Selected text
%%

Bandwidth is not wasted by downloading video data that is not being consumed by the user, but rather content is pulled moments just before it is required, which works both for the live and canned content case and is particularly useful for long-form content.

Viability

In discussions at FOMS it was determined that mid-stream switching between different bitrate encoded audio files is possible. Just looking at the PCM domain, it requires stitching the waveform together at the switch-over point, but that is not a complex function. To be able to do that stitching with Vorbis-encoded files, there is no need for a overlap of data, because the encoded samples of the previous window in a different bitrate page can be used as input into the decoding of the current bitrate page, as long as the resulting PCM samples are stitched.

For video, mid-stream switching to a different bitrate encoded stream is also acceptable, as long as the switch-over point adheres to a keyframe, which can be independently decoded.

Thus, the preparation of the alternative bitstream videos requires temporal synchronisation of keyframes on video – the audio can deal with the switch-over at any point. A bit of intelligent encoding is thus necessary – requiring the encoding pipeline to provide regular keyframes at a certain rate would be sufficient. Then, the switch-over points are the keyframes.

%%

To-do list
#1 Check each statement against the passage on bitrate switching and answer yes or no, quoting the exact words of the passage that decide it.
(a) At FOMS, switching mid-stream between audio files encoded at different bitrates was judged possible.
(b) Stitching together Vorbis-encoded files needs an overlap of data.
(c) Video can switch to a different bitrate stream at any point.
#2 Rewrite the part of the passage on bitrate switching that opens with "Thus, the preparation" and closes with "are the keyframes.", putting "key frames" wherever "keyframes" appears.

Dataset
%%

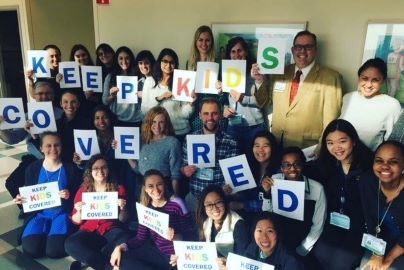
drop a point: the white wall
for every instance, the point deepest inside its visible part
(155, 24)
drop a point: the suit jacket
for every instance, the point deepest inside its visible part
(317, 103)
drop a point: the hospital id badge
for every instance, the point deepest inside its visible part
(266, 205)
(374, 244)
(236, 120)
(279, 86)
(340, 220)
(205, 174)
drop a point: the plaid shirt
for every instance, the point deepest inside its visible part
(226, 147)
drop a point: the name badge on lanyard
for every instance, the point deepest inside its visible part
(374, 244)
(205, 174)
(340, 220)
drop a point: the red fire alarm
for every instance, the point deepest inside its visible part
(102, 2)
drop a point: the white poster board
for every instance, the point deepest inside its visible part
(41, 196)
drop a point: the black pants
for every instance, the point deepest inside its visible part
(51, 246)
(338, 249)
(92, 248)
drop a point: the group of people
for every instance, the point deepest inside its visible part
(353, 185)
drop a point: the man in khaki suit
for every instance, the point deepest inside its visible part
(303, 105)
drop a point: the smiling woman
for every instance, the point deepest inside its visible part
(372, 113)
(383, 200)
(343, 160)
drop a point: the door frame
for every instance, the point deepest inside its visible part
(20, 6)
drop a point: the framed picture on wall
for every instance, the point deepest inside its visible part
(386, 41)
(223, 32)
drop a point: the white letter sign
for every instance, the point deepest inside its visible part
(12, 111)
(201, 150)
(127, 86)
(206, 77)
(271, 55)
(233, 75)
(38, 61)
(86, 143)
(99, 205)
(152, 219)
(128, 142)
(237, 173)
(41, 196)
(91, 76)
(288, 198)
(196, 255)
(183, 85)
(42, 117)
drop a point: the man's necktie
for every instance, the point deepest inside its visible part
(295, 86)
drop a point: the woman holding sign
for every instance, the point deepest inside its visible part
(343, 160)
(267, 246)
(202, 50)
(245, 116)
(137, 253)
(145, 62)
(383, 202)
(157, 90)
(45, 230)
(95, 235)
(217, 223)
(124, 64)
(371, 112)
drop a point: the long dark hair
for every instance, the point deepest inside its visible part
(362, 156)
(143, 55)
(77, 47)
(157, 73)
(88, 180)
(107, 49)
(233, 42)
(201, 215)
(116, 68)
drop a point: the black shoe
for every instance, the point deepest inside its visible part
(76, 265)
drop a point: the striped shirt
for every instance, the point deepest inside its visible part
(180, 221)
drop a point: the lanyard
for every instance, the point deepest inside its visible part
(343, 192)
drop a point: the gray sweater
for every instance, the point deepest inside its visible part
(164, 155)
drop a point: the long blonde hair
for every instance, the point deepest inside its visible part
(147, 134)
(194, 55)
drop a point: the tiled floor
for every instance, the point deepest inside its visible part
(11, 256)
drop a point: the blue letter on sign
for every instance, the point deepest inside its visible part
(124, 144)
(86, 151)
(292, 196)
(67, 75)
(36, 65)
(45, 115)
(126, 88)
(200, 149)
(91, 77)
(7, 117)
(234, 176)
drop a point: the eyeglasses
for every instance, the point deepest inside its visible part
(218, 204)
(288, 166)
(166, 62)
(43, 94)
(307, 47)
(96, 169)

%%
%%

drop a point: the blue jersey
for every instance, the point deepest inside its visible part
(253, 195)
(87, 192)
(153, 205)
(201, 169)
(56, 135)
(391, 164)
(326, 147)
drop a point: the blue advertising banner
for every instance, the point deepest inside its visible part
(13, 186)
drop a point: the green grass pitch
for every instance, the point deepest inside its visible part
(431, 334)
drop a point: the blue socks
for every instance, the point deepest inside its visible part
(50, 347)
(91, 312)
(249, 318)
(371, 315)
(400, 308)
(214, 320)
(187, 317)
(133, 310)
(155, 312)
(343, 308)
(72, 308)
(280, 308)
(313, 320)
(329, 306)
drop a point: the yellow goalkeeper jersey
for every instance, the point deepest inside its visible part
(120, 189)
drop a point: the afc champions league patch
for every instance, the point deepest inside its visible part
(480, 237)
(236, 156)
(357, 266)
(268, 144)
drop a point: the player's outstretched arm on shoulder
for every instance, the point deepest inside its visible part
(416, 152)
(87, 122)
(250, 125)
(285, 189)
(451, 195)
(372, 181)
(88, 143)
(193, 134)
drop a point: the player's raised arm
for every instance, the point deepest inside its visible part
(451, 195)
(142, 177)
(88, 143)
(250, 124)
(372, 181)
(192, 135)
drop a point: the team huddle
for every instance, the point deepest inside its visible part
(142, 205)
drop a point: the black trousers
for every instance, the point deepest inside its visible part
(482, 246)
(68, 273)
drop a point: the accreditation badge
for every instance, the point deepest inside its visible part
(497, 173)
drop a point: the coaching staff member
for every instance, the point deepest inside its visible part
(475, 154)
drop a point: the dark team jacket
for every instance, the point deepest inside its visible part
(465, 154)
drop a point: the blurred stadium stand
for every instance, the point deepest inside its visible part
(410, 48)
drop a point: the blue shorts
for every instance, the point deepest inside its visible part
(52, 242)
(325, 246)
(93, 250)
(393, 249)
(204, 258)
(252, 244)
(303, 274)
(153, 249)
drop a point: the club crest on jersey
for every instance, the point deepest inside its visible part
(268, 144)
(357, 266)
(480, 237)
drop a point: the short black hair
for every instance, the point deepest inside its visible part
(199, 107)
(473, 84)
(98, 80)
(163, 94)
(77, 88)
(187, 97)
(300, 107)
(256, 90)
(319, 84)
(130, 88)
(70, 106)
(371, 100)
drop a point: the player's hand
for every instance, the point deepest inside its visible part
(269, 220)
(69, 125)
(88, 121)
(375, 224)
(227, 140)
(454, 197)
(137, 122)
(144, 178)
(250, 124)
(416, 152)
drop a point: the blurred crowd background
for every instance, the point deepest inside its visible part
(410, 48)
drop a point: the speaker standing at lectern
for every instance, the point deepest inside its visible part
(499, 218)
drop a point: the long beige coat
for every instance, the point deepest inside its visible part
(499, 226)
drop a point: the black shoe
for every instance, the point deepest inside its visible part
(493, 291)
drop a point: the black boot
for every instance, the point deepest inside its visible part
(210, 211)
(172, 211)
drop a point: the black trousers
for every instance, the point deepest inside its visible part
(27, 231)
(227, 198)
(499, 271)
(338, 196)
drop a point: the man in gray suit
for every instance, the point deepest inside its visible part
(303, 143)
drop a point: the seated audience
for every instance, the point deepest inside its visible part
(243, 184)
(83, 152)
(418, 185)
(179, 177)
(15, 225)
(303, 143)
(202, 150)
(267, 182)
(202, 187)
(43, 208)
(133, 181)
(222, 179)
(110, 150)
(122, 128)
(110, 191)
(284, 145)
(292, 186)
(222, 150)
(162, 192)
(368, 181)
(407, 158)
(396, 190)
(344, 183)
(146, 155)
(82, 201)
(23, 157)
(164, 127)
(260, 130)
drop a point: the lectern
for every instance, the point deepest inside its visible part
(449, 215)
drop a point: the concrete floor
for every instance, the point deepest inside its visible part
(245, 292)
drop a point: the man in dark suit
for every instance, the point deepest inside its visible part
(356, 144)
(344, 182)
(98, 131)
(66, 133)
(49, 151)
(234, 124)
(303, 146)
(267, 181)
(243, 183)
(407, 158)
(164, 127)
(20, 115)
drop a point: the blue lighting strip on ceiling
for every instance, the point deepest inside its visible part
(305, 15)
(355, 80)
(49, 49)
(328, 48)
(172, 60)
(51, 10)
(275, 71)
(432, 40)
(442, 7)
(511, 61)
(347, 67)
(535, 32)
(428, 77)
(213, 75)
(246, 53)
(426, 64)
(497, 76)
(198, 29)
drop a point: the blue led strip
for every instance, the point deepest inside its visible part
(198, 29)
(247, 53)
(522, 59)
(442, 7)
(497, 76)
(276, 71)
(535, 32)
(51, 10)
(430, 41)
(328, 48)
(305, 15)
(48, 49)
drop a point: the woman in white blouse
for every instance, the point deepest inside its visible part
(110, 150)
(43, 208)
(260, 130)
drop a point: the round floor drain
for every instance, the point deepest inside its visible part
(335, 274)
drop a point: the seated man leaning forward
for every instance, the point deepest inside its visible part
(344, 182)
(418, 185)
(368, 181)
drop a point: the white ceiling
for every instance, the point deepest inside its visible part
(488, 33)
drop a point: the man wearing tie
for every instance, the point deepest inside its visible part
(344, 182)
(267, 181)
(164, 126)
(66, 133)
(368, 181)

%%

Answers below
#1
(a) Yes: "mid-stream switching between different bitrate encoded audio files is possible"
(b) No: "there is no need for a overlap of data"
(c) No: "as long as the switch-over point adheres to a keyframe, which can be independently decoded"

#2
Thus, the preparation of the alternative bitstream videos requires temporal synchronisation of key frames on video – the audio can deal with the switch-over at any point. A bit of intelligent encoding is thus necessary – requiring the encoding pipeline to provide regular key frames at a certain rate would be sufficient. Then, the switch-over points are the key frames.